(Data items)
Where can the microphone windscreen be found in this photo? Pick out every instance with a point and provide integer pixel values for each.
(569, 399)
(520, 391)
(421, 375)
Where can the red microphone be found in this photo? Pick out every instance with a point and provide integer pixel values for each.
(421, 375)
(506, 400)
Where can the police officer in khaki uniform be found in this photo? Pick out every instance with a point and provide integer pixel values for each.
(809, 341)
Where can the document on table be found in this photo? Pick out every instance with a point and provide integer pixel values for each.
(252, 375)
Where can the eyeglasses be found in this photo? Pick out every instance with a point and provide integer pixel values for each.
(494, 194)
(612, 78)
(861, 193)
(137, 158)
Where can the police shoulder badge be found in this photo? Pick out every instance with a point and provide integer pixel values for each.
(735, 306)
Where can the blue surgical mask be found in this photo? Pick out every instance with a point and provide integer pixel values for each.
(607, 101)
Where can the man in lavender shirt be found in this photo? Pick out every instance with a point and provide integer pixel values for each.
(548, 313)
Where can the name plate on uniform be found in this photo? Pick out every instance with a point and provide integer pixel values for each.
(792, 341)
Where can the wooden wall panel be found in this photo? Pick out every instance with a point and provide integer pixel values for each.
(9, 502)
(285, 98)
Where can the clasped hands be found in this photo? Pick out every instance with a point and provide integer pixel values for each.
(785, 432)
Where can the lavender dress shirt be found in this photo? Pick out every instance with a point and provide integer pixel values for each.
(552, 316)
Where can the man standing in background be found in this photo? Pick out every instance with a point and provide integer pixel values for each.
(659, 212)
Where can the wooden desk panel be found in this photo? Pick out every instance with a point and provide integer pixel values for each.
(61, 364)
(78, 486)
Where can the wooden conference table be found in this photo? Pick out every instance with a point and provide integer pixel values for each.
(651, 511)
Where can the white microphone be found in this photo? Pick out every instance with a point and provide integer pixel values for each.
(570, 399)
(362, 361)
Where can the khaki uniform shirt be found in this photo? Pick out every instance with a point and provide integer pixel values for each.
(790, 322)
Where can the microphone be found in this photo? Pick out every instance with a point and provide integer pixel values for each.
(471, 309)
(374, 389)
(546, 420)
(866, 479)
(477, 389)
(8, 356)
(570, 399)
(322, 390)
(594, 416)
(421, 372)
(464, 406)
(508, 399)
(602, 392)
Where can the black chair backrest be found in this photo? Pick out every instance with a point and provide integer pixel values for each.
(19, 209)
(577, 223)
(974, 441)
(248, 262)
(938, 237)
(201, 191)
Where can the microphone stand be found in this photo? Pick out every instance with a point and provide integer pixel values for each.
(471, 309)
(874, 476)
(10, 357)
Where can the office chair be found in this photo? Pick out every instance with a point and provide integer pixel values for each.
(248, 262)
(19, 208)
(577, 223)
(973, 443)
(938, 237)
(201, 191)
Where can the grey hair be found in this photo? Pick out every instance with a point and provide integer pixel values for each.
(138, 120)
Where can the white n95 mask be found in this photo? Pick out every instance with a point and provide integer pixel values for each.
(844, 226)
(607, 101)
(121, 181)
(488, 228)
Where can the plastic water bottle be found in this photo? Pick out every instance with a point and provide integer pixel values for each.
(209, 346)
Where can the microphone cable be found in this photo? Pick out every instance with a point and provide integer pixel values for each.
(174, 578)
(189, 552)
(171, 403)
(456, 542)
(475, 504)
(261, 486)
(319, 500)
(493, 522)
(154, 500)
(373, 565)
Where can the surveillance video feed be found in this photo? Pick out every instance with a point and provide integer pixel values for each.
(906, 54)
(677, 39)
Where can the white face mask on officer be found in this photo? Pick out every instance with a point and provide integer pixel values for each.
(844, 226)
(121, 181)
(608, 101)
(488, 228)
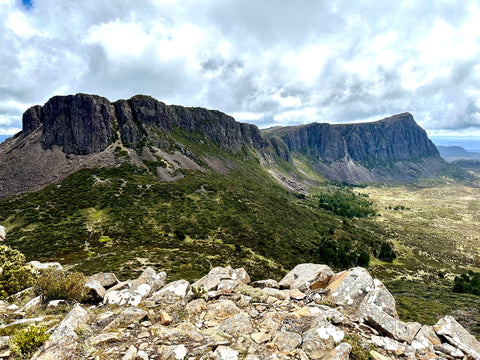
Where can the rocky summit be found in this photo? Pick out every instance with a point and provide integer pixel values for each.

Given request:
Render the lines of the listing from the one containing "Where can the surveillance" through the final line of the listing as a numbered list, omitting blank lines and any pictures.

Task output:
1. Where can the surveillance video feed be found in this photo? Pick out every instance with a point and provide integer pixel values for each.
2. (906, 54)
3. (677, 39)
4. Where can the white face mask on officer be found in this photo? Pick out every instance with a point and provide integer pixel values for each.
5. (844, 226)
6. (121, 181)
7. (608, 101)
8. (488, 228)
9. Where can the rocky summit be found in this photo? Pick out every instance with a point and provide integer pixel values for each.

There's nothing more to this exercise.